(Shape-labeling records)

[Start]

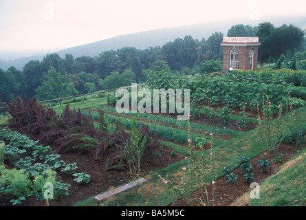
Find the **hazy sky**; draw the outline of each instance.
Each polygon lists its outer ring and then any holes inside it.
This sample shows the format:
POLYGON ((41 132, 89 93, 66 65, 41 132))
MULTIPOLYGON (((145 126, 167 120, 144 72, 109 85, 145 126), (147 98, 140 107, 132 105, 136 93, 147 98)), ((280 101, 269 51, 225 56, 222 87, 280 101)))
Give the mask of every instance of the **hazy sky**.
POLYGON ((305 0, 0 0, 0 51, 63 48, 215 21, 306 14, 305 0))

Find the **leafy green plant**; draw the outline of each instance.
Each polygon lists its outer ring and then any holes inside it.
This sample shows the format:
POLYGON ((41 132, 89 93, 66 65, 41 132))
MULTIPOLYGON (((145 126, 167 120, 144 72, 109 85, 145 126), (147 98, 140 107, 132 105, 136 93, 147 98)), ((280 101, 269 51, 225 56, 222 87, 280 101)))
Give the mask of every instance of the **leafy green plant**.
POLYGON ((61 172, 67 173, 67 175, 72 175, 76 172, 78 166, 76 165, 76 162, 66 164, 64 168, 62 168, 61 170, 61 172))
POLYGON ((221 113, 221 121, 222 124, 227 125, 230 122, 230 109, 225 106, 222 109, 220 109, 221 113))
POLYGON ((175 157, 177 155, 177 153, 176 153, 175 151, 173 150, 173 151, 171 151, 171 156, 175 157))
POLYGON ((124 155, 127 159, 131 173, 140 174, 142 157, 144 155, 147 140, 138 131, 135 118, 131 126, 131 138, 124 149, 124 155))
POLYGON ((90 175, 86 172, 76 173, 72 174, 72 175, 76 177, 74 179, 78 184, 88 184, 90 181, 90 175))
POLYGON ((237 181, 237 175, 233 173, 230 173, 225 175, 225 179, 227 183, 233 184, 237 181))
POLYGON ((245 120, 245 117, 243 117, 241 120, 239 120, 237 123, 237 126, 239 128, 239 129, 243 129, 243 128, 247 128, 248 126, 248 121, 245 120))
POLYGON ((32 182, 29 174, 23 170, 7 169, 0 166, 0 192, 12 198, 13 204, 19 204, 32 195, 32 182))
POLYGON ((0 142, 0 165, 3 164, 4 160, 4 143, 0 142))
POLYGON ((258 161, 261 172, 265 171, 271 167, 271 163, 265 157, 262 157, 258 161))
POLYGON ((225 175, 230 174, 232 173, 232 167, 229 165, 227 165, 223 168, 222 171, 225 175))
MULTIPOLYGON (((189 118, 188 120, 190 123, 189 118)), ((211 148, 210 153, 207 153, 204 148, 195 153, 195 145, 193 144, 190 137, 190 125, 188 125, 188 149, 189 156, 186 158, 188 160, 188 166, 183 167, 182 184, 177 186, 176 184, 168 179, 160 176, 162 182, 172 189, 172 191, 183 199, 191 206, 210 206, 215 204, 215 151, 212 133, 210 134, 211 148), (209 155, 207 157, 207 155, 209 155), (209 166, 207 162, 208 162, 209 166), (210 179, 211 184, 207 184, 207 179, 210 179), (212 187, 212 192, 209 193, 207 187, 212 187), (199 189, 199 193, 195 188, 199 189)), ((179 177, 181 179, 181 177, 179 177)), ((180 180, 181 181, 181 180, 180 180)))
POLYGON ((253 180, 255 179, 254 177, 254 173, 245 173, 243 175, 244 182, 252 183, 253 180))
POLYGON ((198 148, 203 148, 208 143, 208 141, 204 137, 195 138, 195 145, 198 148))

[End]

GOAL
Can you output every line above as a JSON list of strings, one string per line, with blank lines skipped and the pictures left out?

TASK ANSWER
[
  "Find the **hazy sky**; draw the outline of each instance.",
  "Each polygon lists its outer ring and then any holes inside it.",
  "This sample shows the format:",
  "POLYGON ((41 132, 89 93, 66 65, 41 132))",
  "MULTIPOLYGON (((145 126, 167 120, 144 72, 109 85, 145 126), (147 98, 140 107, 132 105, 136 93, 147 98)), ((280 101, 269 51, 225 56, 222 87, 280 101)))",
  "Give the mask of every instance of the **hazy sky**.",
  "POLYGON ((305 0, 0 0, 0 51, 63 48, 215 21, 306 14, 305 0))",
  "Find the **leafy green plant**; draw the outline of each instance.",
  "Each polygon lists its outer ring and then any holes inside it.",
  "This sample shows the format:",
  "POLYGON ((41 132, 89 93, 66 65, 41 132))",
  "MULTIPOLYGON (((145 126, 167 120, 144 72, 109 85, 145 126), (147 98, 140 107, 132 105, 136 93, 147 98)), ((280 101, 269 51, 225 56, 222 87, 280 101)))",
  "Give the mask of every instance of the **leafy green plant**.",
  "POLYGON ((61 172, 67 173, 67 175, 72 175, 76 172, 78 166, 76 165, 76 162, 66 164, 64 168, 62 168, 61 170, 61 172))",
  "POLYGON ((221 113, 221 121, 222 124, 227 125, 230 122, 230 109, 225 106, 222 109, 220 109, 221 113))",
  "POLYGON ((175 157, 177 155, 177 153, 176 153, 175 151, 173 150, 173 151, 171 151, 171 156, 175 157))",
  "POLYGON ((124 155, 127 159, 131 173, 140 174, 142 157, 144 155, 147 140, 138 131, 135 118, 131 126, 131 138, 124 149, 124 155))",
  "POLYGON ((90 175, 86 172, 76 173, 72 174, 72 175, 76 177, 74 179, 78 184, 88 184, 90 181, 90 175))",
  "POLYGON ((237 181, 237 175, 233 173, 230 173, 225 175, 225 179, 227 183, 233 184, 237 181))",
  "POLYGON ((245 120, 245 117, 243 117, 241 120, 239 120, 237 123, 237 126, 239 128, 239 129, 243 129, 243 128, 247 128, 248 126, 248 121, 245 120))",
  "POLYGON ((32 182, 29 174, 23 170, 7 169, 0 166, 0 192, 12 198, 13 204, 19 204, 32 195, 32 182))",
  "POLYGON ((0 142, 0 165, 3 164, 4 160, 4 143, 0 142))",
  "POLYGON ((258 161, 261 172, 265 171, 271 167, 271 163, 265 157, 262 157, 258 161))",
  "POLYGON ((225 175, 230 174, 232 173, 232 167, 229 165, 227 165, 223 168, 222 171, 225 175))",
  "MULTIPOLYGON (((189 118, 188 120, 190 123, 189 118)), ((211 148, 210 153, 207 153, 204 148, 195 153, 195 145, 193 144, 190 137, 190 125, 188 125, 188 149, 189 156, 186 158, 188 160, 188 166, 183 167, 182 184, 177 186, 176 184, 168 179, 160 176, 162 182, 172 189, 172 191, 183 199, 191 206, 210 206, 215 204, 215 151, 212 133, 210 134, 211 148), (209 155, 207 157, 207 155, 209 155), (209 166, 207 162, 208 162, 209 166), (210 179, 211 184, 207 184, 207 179, 210 179), (212 187, 212 192, 209 193, 207 187, 212 187), (199 189, 199 193, 195 188, 199 189)), ((179 177, 181 179, 181 177, 179 177)), ((180 180, 181 181, 181 180, 180 180)))",
  "POLYGON ((253 180, 255 179, 254 177, 254 173, 245 173, 243 175, 244 182, 252 183, 253 180))",
  "POLYGON ((198 148, 203 148, 208 143, 208 141, 204 137, 195 138, 195 145, 198 148))"
]